### LISTADO DE DATOS ###

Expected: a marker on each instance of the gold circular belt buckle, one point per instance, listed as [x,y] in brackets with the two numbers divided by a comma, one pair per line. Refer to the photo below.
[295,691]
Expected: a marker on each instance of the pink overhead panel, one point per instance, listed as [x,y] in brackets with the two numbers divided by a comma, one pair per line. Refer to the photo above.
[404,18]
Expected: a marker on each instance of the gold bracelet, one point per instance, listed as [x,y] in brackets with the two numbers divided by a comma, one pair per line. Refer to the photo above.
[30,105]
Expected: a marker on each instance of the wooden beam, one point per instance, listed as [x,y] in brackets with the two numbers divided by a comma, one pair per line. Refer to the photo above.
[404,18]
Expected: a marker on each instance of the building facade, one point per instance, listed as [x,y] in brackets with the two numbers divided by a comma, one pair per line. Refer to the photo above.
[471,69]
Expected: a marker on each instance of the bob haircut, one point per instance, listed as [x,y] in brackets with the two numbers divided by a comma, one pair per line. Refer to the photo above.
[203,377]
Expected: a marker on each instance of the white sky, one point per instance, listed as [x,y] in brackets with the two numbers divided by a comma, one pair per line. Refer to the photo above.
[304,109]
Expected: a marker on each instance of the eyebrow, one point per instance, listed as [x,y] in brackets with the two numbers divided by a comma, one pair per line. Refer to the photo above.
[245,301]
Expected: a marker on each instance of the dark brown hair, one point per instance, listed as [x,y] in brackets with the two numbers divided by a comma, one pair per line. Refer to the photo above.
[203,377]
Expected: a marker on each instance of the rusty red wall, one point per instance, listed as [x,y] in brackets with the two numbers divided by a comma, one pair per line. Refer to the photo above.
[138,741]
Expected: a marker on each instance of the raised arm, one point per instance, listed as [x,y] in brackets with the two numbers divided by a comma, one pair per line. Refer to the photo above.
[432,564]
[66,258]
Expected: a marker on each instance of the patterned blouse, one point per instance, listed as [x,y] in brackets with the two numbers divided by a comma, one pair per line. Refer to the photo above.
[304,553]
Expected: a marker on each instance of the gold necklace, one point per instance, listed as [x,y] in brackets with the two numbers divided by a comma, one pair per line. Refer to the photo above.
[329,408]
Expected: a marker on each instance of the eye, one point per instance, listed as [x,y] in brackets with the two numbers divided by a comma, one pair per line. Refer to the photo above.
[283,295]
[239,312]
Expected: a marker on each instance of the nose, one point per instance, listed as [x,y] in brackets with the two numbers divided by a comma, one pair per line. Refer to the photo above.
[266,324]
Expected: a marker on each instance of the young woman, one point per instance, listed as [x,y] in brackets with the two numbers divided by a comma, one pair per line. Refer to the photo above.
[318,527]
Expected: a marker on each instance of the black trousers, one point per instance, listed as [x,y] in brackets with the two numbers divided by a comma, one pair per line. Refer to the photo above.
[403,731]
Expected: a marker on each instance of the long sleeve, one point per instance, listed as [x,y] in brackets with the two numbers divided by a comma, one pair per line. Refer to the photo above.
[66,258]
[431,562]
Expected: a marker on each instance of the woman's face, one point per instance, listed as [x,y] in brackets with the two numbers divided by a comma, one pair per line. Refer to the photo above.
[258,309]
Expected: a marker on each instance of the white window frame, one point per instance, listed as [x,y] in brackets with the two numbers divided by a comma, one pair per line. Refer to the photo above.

###
### LISTADO DE DATOS ###

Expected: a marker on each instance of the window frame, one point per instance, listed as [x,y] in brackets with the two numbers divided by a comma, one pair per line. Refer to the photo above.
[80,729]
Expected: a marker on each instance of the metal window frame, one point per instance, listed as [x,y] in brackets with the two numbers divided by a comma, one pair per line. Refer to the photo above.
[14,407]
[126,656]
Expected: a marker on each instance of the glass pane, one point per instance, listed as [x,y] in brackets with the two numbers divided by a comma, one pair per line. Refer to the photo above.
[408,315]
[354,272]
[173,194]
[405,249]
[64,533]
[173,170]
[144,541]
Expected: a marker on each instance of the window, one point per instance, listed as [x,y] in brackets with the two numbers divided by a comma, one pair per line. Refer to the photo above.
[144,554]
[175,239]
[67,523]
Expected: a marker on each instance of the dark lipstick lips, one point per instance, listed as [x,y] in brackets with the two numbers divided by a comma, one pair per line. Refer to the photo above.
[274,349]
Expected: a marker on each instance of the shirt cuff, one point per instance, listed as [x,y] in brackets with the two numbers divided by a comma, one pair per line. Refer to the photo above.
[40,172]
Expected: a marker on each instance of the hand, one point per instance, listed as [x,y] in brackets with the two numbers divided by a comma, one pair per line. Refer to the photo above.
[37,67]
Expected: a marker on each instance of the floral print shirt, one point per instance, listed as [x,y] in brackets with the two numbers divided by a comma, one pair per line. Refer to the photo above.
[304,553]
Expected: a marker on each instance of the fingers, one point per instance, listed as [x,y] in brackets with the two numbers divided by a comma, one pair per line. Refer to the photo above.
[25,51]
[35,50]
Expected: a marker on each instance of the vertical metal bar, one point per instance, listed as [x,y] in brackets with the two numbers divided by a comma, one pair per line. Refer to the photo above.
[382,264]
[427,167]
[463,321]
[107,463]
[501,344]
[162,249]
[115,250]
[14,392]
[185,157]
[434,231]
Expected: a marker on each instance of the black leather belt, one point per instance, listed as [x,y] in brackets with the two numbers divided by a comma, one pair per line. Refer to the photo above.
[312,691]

###

**EN QUÉ CONSISTE**
Actualiza el listado desde la línea que contiene "Expected: a marker on each instance of the long" hasta la que contiene "Expected: a marker on each instance of the white window", ambas incluidas, y vuelve a escribir ese tramo con "smiling face" en lugar de "woman's face". Deja todo lo demás igual.

**RESULTADO DE LA TAREA**
Expected: a marker on each instance of the long sleeve, one point per instance, listed as [x,y] in brackets with the two numbers divided by a comma, one pair per line. Refer to the photo above.
[66,258]
[431,562]
Expected: a marker on each instance of the smiling face, one point per instance, listed as [x,y] in brackets with the two numbers divided by a comma, one pair per line. Refer to the photo above.
[258,309]
Expected: a marker on each instance of the white window frame, one point per instance, listed as [x,y] in brackets with the two numbers divided by a comma, one pair per line. Refer to the photo above.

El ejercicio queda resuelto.